Stored dataset items:
▶

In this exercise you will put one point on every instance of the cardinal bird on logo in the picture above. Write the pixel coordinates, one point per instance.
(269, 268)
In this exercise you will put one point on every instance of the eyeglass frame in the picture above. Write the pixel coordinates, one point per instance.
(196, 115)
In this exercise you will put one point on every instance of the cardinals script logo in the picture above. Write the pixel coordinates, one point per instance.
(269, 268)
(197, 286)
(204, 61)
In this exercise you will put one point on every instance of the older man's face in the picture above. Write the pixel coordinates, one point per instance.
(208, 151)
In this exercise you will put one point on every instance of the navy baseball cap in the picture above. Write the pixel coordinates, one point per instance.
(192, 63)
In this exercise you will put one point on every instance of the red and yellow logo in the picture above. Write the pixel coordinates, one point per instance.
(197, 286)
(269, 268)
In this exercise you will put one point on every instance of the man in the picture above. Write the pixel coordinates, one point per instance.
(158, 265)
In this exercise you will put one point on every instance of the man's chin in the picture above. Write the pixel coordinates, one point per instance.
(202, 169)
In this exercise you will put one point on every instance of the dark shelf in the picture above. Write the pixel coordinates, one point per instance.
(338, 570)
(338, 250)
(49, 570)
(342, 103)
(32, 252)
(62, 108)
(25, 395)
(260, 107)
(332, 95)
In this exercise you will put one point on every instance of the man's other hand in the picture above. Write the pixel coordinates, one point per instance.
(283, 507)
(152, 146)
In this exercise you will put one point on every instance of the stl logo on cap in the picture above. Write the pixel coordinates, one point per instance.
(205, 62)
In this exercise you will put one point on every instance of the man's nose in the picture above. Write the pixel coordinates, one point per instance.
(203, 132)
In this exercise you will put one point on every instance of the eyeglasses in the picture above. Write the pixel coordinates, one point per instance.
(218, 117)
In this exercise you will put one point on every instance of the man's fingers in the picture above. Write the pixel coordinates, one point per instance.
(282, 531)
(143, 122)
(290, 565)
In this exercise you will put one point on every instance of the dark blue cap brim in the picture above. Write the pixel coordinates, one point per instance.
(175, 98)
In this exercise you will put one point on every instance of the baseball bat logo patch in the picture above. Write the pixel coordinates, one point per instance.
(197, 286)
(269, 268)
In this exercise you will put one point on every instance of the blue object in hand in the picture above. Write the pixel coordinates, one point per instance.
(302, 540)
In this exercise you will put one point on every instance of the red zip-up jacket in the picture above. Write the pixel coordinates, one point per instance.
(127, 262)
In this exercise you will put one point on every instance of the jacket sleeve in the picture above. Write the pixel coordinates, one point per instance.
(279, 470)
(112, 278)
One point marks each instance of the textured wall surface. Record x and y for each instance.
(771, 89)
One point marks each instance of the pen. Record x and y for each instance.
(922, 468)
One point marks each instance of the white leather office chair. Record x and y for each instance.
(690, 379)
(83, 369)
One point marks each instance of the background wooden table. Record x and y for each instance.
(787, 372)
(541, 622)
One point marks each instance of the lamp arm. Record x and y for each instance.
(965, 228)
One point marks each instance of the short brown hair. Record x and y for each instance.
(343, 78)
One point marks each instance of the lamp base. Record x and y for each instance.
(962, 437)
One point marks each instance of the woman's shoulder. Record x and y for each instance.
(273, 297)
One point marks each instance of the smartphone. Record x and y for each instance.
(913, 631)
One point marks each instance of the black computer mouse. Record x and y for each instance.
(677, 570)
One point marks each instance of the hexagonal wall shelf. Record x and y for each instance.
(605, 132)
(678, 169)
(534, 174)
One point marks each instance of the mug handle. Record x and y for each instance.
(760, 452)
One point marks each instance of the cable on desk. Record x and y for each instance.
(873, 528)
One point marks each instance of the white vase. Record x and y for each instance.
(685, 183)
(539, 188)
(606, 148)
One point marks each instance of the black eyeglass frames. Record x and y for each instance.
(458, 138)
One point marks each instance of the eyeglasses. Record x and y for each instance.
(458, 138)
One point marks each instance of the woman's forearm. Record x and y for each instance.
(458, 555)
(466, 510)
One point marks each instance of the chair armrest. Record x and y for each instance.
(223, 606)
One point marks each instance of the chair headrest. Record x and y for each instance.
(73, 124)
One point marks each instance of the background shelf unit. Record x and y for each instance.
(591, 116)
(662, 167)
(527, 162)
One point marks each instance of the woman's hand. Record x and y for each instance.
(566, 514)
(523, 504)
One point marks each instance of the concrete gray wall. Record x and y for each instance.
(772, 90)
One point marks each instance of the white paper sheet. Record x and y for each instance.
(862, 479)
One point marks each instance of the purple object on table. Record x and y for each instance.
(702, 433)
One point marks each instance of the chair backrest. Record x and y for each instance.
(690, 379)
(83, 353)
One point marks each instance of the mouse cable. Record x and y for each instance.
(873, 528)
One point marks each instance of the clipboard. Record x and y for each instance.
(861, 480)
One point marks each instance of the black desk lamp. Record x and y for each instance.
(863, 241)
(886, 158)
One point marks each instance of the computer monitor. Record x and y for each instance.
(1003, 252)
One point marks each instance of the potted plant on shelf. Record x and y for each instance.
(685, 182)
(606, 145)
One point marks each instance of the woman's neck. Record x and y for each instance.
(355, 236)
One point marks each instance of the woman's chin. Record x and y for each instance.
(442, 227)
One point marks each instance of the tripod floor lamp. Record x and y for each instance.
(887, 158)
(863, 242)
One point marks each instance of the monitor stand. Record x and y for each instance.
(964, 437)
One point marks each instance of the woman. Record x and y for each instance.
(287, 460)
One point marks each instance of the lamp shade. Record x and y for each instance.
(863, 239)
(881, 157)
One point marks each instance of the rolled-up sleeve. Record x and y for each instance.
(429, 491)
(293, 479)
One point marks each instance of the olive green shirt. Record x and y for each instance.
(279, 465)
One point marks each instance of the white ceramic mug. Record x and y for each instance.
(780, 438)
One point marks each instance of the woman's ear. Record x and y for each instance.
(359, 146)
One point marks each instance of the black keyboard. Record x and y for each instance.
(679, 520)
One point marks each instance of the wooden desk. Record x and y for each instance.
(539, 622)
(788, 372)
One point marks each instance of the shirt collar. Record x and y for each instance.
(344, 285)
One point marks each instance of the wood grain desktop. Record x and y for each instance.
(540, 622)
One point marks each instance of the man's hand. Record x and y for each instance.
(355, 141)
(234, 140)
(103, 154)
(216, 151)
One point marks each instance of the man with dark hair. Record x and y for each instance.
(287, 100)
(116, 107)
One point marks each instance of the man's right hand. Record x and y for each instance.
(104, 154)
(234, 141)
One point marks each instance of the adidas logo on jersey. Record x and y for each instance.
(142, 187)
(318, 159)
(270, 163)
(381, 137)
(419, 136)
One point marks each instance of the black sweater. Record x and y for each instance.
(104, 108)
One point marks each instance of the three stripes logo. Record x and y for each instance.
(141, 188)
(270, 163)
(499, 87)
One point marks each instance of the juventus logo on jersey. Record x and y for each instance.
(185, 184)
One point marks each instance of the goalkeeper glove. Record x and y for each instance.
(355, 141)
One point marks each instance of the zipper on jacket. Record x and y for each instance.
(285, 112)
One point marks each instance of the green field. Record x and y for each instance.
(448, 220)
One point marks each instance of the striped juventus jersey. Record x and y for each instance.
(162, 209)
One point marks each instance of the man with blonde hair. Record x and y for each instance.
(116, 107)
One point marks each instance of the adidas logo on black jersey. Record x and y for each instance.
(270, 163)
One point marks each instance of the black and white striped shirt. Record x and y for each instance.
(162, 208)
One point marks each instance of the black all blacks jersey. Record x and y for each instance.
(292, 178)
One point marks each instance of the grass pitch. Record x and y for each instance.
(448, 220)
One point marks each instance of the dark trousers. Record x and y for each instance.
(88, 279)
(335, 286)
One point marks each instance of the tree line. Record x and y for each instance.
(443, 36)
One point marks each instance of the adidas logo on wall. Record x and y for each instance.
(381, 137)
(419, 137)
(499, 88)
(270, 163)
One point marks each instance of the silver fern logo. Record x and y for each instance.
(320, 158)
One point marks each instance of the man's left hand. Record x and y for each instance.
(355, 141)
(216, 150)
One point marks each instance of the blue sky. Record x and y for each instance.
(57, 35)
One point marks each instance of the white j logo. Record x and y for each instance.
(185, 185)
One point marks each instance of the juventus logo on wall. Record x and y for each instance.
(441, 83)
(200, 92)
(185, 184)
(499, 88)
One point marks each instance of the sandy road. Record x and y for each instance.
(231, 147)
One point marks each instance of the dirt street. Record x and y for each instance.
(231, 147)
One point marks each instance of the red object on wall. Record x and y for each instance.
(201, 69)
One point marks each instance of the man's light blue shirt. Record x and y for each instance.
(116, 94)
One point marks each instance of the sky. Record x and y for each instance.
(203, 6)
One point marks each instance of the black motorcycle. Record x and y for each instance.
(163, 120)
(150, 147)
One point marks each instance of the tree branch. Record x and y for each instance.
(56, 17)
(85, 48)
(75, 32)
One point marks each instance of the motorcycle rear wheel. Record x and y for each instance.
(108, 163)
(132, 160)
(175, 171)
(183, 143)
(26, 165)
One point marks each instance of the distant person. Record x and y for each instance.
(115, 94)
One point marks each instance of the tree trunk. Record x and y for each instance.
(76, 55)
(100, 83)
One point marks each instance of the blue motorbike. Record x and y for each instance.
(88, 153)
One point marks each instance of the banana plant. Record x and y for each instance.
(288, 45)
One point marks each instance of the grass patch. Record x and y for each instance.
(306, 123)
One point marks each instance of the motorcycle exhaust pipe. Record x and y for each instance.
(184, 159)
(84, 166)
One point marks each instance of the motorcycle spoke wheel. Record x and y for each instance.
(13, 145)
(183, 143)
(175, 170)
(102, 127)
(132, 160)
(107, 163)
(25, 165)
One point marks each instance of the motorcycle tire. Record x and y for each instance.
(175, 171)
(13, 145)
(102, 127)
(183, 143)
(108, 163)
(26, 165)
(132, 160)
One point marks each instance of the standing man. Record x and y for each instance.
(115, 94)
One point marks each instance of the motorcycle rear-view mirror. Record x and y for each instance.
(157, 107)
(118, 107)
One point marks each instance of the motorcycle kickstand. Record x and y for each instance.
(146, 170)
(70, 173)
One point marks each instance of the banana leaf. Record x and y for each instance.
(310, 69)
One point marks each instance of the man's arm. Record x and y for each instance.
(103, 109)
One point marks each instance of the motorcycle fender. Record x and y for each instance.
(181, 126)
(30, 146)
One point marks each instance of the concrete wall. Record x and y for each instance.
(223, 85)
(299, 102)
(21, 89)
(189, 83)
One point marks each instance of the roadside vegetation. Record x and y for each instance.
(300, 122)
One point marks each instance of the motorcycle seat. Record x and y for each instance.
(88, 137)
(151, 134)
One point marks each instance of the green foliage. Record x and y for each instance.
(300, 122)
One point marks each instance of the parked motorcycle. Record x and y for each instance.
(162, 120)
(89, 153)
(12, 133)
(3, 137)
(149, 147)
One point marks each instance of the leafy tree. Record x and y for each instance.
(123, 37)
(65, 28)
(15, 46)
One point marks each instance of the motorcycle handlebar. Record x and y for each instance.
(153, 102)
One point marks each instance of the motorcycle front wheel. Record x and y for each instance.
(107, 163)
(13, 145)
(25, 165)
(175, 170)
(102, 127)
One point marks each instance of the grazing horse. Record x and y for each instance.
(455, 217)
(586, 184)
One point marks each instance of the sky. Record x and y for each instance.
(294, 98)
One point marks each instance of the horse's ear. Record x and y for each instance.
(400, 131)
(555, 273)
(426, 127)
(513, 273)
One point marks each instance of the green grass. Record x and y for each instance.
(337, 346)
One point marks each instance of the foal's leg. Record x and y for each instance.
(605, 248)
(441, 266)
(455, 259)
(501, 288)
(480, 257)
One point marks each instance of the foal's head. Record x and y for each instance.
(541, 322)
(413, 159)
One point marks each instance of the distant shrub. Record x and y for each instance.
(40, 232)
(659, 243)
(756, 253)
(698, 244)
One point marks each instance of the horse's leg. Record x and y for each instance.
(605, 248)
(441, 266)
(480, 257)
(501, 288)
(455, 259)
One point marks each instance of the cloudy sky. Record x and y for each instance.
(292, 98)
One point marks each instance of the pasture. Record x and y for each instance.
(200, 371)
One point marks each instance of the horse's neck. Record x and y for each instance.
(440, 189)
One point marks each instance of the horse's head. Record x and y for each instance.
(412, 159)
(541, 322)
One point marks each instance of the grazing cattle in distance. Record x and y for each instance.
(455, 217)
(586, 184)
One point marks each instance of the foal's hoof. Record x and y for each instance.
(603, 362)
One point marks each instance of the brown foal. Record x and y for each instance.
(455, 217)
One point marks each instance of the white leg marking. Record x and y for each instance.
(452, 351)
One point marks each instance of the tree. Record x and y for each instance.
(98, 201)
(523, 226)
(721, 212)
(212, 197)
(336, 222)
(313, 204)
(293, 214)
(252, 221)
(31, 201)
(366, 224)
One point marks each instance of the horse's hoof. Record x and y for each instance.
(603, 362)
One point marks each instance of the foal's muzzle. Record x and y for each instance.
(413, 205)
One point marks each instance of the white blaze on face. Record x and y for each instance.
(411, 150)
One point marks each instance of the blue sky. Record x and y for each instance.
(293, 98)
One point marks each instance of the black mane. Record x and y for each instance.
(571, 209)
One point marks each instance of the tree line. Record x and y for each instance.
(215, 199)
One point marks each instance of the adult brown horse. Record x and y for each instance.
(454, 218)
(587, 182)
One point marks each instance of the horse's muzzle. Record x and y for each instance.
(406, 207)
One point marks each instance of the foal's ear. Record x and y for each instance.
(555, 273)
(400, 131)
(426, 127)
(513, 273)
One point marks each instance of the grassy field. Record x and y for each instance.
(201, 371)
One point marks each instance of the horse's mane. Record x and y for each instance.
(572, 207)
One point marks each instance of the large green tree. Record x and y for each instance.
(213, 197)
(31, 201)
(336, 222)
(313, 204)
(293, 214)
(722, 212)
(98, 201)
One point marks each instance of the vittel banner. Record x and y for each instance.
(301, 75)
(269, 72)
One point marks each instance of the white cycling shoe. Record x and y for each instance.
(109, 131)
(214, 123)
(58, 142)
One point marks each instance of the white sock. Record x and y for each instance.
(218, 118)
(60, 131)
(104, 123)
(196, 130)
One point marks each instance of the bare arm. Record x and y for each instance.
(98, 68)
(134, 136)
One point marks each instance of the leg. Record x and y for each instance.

◀

To do.
Give back exactly the lines running from the line that has "One point marks each instance of the white sock." to the end of the entries above.

Result of this task.
One point marks each instance of the white sock. Record x and y for each instance.
(218, 118)
(60, 131)
(104, 123)
(196, 130)
One point marks each instance of the bare arm. Record x and y for each instance.
(98, 68)
(134, 136)
One point marks each instance of the leg. Record x and y for each instance.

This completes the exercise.